→ **Source document**:
^^^^^^^^
The present invention relates to the field of information technology, and more particularly, to a processing method for a device having a bi-stable display and an apparatus.
Recently, bi-stable display technology such as E-ink and E-paper has been employed increasingly. In general, bi-stable display technology is a proprietary material mainly composed of microcapsules and formed in a film so as to be integrated with an electronic display. A current bi-stable display usually supports two colors, namely black and white. Each microcapsule contains positively charged white particles and negatively charged black particles suspended in a clear fluid. When a negative electronic field is applied on the top of the microcapsule, the positive white particles move to the top of the microcapsule where they become visible to the user. At the same time, a positive electronic field is applied at the bottom of the microcapsule such that the black particles move to the bottom of the microcapsule to become invisible. In this way, the screen spots corresponding to this microcapsule appear white. On the contrary, the corresponding screen spots will be black by reversing the electronic field.
^^^^^^^^
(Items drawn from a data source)
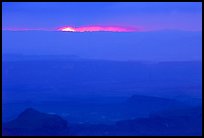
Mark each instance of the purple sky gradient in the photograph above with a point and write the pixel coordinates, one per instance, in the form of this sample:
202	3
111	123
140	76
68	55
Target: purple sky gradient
151	16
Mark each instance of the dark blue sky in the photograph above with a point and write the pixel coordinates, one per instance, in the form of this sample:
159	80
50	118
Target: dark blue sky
147	15
172	31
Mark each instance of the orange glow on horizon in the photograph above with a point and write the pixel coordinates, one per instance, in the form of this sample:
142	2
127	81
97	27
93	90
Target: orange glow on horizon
95	29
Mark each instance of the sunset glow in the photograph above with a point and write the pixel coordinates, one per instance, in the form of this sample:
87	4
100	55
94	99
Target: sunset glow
97	28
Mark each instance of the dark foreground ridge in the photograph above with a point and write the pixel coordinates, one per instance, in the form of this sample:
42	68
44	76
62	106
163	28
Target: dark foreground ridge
33	122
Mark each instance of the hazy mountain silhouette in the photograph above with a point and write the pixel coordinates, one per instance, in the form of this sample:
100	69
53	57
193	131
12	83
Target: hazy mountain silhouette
33	122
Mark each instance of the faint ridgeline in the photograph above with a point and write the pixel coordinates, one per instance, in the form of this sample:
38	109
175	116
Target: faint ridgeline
20	57
33	122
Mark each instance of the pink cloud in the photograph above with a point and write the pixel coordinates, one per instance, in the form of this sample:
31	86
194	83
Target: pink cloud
98	28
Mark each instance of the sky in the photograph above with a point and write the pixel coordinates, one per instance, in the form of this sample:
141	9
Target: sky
141	16
144	31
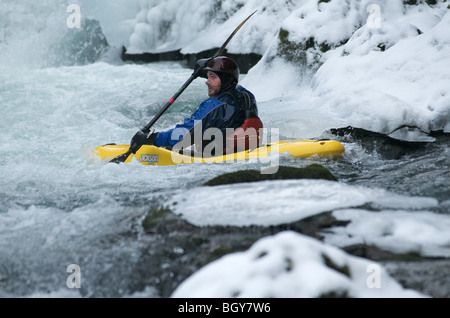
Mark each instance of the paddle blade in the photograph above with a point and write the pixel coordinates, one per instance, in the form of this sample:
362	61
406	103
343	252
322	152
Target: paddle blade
120	159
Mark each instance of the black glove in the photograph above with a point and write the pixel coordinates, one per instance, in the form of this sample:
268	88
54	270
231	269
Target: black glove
199	65
141	139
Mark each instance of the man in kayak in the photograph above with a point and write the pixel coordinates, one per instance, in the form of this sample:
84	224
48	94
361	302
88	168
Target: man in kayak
226	122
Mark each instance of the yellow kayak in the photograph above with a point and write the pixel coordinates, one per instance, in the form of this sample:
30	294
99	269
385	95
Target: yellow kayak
157	156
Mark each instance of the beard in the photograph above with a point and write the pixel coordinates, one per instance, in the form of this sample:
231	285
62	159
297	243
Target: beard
213	90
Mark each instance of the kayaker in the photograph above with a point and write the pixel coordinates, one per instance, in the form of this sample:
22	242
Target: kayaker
229	107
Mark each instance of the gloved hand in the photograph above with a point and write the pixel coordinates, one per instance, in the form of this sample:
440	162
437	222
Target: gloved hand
141	139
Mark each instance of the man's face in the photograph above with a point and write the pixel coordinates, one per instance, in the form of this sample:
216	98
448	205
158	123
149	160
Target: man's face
214	84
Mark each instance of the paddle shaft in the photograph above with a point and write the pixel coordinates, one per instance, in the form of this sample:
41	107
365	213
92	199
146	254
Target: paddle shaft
146	129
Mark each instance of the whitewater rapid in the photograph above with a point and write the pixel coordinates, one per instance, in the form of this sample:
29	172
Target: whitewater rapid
60	205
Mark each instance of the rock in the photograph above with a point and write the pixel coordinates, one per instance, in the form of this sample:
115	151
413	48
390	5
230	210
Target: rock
245	61
285	173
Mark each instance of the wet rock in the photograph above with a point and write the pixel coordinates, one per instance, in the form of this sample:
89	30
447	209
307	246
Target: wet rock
177	248
283	173
388	147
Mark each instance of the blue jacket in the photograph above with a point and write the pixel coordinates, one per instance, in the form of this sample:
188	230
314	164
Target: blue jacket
221	111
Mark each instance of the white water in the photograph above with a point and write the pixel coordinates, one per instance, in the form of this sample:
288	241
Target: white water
59	205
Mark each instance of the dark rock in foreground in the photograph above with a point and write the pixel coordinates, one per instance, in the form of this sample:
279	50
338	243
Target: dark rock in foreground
283	173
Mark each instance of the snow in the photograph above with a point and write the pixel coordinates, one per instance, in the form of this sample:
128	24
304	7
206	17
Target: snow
356	83
291	201
387	66
290	265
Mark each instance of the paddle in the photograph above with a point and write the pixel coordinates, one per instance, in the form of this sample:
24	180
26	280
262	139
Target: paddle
200	65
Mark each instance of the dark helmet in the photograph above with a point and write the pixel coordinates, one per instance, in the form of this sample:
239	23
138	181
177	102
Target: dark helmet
220	64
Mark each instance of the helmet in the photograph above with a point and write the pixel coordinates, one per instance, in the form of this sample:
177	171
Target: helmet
220	64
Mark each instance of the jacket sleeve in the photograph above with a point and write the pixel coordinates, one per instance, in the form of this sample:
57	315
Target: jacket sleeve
171	137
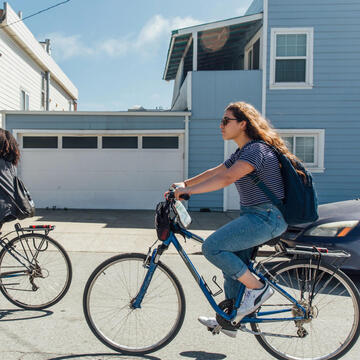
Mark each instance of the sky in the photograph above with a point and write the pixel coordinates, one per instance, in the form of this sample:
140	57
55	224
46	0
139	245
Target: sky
114	51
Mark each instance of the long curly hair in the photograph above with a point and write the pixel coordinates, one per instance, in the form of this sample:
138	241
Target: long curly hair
9	148
259	128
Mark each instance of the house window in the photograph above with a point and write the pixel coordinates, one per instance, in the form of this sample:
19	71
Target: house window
291	59
24	100
307	145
^^^^^^^^
→ **Aim**: Set down the passage on bi-stable displays word for word, from "The present invention" up to and including "and an apparatus.". These items were taken from a separate source.

→ **Result for this task**:
The present invention relates to the field of information technology, and more particularly, to a processing method for a device having a bi-stable display and an apparatus.